* _Text passage_
The Earth Nut (Bunium flexuosum) is also catted Hog Nut, Pig
Nut, Jur Nut, St. Anthony's Nut, Earth Chesnut, and Kipper Nut.
Caliban says, in the Tempest, "I with my long nails-will dig thee Pig
Nuts." They are an excellent diuretic, serving to stimulate the
kidneys.

Pliny talked of fungi in general as a great delicacy to be eaten with amber knives and a service of silver. But Seneca called them voluptuaria venena. The Russians take some which we think to be deleterious; but they first soak these in vinegar, which (adds Pliny), "being contrary to them neutralizes their dangerous qualities; also they are rendered still more safe if cooked with pear stalks; indeed it is good to eat pears immediately after all fungi." Almost every species except the common Mushroom is characterized by the majority of our countrymen as a toadstool; but this title really appertains to the large group bearing the subgeneric name of Tricholoma, which probably does not contain a single unwholesome species. Other rustic names given to this group are "Puckstools" and "Puckfists." They are further known as "Toad skeps" (toad's cap) in the Eastern counties.

Puck, the mischievous king of the fairies, has been commonly identified with pogge, the toad, which was believed to sit upon most of the unwholesome fungi; and the Champignon (or Paddock Stool) was said to owe its growth to "those wanton elves whose pastime is to make midnight mushrooms." One of the "toad stoo's" (the Clathrus cancellatus) is said to produce cancerous sores if handled too freely. It has an abominably disgusting odour, and is therefore named the "lattice stinkhorn." The toad was popularly thought to impersonate the devil; and the toad-stool, pixie stool, or paddock stool was believed to spring from the devil's droppings.

* _Supplied entries_
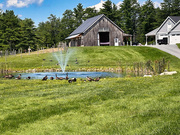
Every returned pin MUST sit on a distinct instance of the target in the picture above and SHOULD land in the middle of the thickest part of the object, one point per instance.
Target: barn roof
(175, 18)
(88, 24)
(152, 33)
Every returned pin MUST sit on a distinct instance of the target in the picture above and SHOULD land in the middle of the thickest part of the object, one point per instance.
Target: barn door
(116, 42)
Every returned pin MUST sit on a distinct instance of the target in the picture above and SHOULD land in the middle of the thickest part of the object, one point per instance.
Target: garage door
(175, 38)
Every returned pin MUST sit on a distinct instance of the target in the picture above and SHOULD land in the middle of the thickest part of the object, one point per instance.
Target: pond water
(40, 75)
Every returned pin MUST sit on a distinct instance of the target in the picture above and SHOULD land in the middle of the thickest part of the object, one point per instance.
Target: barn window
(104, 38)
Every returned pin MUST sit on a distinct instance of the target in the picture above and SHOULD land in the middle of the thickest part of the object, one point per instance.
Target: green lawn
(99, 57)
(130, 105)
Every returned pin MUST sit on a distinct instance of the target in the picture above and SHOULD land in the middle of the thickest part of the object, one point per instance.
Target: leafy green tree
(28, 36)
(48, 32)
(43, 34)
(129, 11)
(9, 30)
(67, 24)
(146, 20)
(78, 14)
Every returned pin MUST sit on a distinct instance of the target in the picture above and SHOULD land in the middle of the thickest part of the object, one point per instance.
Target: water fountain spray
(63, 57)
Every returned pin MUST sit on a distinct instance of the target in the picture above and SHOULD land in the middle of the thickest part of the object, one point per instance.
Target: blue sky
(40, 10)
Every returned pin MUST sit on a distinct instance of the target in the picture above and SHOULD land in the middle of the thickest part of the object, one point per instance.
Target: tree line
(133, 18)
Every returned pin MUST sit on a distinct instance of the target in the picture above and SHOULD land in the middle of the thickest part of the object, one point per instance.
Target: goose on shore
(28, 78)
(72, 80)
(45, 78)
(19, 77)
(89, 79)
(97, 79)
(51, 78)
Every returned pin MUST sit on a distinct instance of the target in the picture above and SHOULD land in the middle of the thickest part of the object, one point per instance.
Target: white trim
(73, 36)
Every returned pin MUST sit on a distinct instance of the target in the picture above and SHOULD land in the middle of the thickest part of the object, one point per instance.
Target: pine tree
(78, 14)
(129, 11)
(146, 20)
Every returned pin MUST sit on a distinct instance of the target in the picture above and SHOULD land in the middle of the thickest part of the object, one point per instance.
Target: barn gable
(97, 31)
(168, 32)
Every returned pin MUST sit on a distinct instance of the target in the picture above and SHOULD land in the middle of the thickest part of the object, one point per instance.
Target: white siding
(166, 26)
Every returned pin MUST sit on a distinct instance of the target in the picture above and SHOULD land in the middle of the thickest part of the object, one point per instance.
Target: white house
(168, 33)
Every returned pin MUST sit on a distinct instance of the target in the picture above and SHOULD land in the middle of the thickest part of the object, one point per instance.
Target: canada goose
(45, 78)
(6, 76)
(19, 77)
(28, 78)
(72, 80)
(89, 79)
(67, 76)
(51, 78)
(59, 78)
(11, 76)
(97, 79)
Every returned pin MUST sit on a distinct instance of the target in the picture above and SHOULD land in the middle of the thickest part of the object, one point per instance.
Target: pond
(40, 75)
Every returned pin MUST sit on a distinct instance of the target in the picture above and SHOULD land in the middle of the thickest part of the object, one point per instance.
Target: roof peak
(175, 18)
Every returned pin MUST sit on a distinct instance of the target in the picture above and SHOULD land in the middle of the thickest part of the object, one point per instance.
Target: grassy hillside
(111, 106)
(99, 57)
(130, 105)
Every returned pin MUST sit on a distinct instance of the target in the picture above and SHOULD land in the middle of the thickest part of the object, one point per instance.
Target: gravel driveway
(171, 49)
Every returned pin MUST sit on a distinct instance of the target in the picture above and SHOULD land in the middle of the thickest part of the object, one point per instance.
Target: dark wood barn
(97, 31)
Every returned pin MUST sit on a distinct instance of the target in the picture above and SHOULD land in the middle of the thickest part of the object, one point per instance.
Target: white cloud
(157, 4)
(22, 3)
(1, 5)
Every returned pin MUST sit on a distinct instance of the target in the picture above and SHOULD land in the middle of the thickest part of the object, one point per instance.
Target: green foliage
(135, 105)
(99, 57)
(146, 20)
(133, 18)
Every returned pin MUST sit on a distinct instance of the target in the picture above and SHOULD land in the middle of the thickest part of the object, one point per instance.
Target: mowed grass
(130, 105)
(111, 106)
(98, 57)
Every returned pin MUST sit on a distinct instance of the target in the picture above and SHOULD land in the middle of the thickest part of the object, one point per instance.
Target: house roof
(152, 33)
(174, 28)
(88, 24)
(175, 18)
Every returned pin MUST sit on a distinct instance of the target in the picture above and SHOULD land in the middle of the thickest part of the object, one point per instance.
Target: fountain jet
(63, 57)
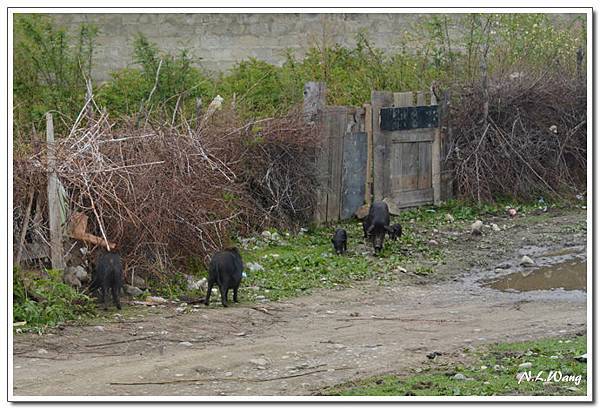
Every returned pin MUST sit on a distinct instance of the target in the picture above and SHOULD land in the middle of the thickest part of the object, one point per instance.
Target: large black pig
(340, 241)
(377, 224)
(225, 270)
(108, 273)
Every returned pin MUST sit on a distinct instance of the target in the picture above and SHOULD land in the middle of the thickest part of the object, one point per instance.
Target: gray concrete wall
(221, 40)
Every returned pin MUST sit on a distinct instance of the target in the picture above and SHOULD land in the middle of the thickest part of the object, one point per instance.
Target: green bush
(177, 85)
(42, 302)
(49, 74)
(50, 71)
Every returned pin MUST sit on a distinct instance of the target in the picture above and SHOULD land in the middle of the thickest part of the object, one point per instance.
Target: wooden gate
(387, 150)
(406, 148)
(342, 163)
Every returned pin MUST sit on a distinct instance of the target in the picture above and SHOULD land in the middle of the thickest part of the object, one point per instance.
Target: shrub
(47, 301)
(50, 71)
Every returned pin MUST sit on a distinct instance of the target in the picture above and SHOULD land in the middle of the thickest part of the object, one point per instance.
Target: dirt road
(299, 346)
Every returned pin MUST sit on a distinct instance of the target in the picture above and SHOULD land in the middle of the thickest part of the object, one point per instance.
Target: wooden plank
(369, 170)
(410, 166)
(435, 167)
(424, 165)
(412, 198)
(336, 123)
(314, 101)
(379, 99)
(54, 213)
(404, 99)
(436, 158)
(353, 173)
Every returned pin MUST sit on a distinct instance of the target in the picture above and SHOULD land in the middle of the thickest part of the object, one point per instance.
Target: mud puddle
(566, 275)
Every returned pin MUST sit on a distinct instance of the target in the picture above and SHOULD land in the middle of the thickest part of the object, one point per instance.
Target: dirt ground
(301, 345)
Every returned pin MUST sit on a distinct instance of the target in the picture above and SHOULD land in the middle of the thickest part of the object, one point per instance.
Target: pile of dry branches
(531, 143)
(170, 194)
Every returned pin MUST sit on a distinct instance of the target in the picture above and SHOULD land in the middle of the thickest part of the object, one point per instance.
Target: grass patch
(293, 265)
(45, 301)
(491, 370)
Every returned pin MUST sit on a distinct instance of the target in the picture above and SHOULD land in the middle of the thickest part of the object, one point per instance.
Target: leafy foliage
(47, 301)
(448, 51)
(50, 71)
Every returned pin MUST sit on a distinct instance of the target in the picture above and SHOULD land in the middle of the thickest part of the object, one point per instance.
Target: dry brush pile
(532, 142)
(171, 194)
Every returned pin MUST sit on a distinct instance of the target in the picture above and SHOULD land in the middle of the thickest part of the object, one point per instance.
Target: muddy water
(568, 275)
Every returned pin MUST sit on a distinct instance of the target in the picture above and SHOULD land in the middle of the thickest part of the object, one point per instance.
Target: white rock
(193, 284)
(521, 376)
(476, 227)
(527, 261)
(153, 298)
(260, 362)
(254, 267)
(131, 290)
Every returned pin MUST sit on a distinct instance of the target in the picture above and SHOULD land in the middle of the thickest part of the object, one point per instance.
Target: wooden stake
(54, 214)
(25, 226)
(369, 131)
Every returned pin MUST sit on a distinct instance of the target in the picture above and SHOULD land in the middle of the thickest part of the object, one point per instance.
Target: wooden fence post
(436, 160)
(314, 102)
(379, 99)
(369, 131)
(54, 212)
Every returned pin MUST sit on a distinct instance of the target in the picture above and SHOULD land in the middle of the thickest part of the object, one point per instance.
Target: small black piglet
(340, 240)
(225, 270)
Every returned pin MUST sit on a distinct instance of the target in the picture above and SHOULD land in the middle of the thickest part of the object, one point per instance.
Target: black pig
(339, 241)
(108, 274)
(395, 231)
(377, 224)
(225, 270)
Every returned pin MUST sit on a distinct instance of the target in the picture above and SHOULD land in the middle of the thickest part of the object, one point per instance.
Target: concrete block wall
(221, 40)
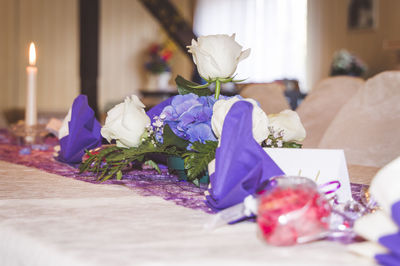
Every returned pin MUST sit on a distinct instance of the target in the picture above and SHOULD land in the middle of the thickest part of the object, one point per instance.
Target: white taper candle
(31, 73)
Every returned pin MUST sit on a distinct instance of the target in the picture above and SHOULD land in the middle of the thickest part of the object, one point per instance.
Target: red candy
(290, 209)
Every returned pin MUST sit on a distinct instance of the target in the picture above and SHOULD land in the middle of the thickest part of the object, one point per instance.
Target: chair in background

* _Work item 1_
In the passage on earth nuts and fungi, what do the Russians soak certain fungi in before eating them?
* _Work item 2_
Resume the passage on earth nuts and fungi, starting after its final sentence.

* _Exercise output 1_
Vinegar.

* _Exercise output 2_
The word Mushroom may have been derived from the French Moucheron, or Mousseron, because of its growing among moss. The chief chemical constituents of wholesome Mushrooms are albuminoids, carbo-hydrates, fat, mineral matters, and water. When salted they yield what is known as catsup, or ketchup (from the Japanese kitchap). The second most edible fungus of this nature is the Parasol Mushroom (Lepcota procera).

Edible Mushrooms, if kept uncooked, become dangerous: they cannot be sent to table too soon. In Rome our favourite Pratiola is held in very small esteem, and the worst wish an Italian can express against his foe is "that he may die of a Pratiola." If this species were exposed for sale in the Roman markets it would be certainly condemned by the inspector of fungi.

Fairy rings are produced by the spawn, or mycelium, beginning to germinate where dropped by a bird or a beast, and exhausting the soil of carbon, nitrogen, phosphorus and potash, from the centre continuously outwards; whilst immediately within the enlarging ring there is constantly a band of coarse rank grass fed by the manure of the penultimate dead spawn. The innermost starved ground remains poor and barren. In this duplicate way the rings grow larger and larger.

Our edible Mushroom is a Pratella of the subgenus Psalliota, and the Agaricus campestris of English botanists. In common with the esculent Mushrooms of France it contains phosphate of potassium—a cell salt essentially reparative of exhausted nerve tissue and energy.

The old practice of testing Mushrooms with a silver spoon, which is supposed to become tarnished only when the juices are of an injurious quality (i.e., when sulphur is developed therein under decomposition) is not to be trusted. In cases of poisoning by injurious fungi after the most violent symptoms may have been relieved, and the patient rescued from immediate danger, yet great emaciation will often follow from the subsequent effects of the poison: and the skin may exhibit an abundant outbreak of a vesicular eruption, whilst the health will remain perhaps permanently injured. Strong alcoholic drinks should never be taken together with, or immediately after eating Mushrooms, or other innocent fungi. Experienced fungus eaters (mycophagists) have found themselves suffering from severe pains, and some swellings through taking whiskey and water shortly after the meal: whereas precisely the same fungus, minus the whiskey, could be eaten with impunity by these identical experimentalists.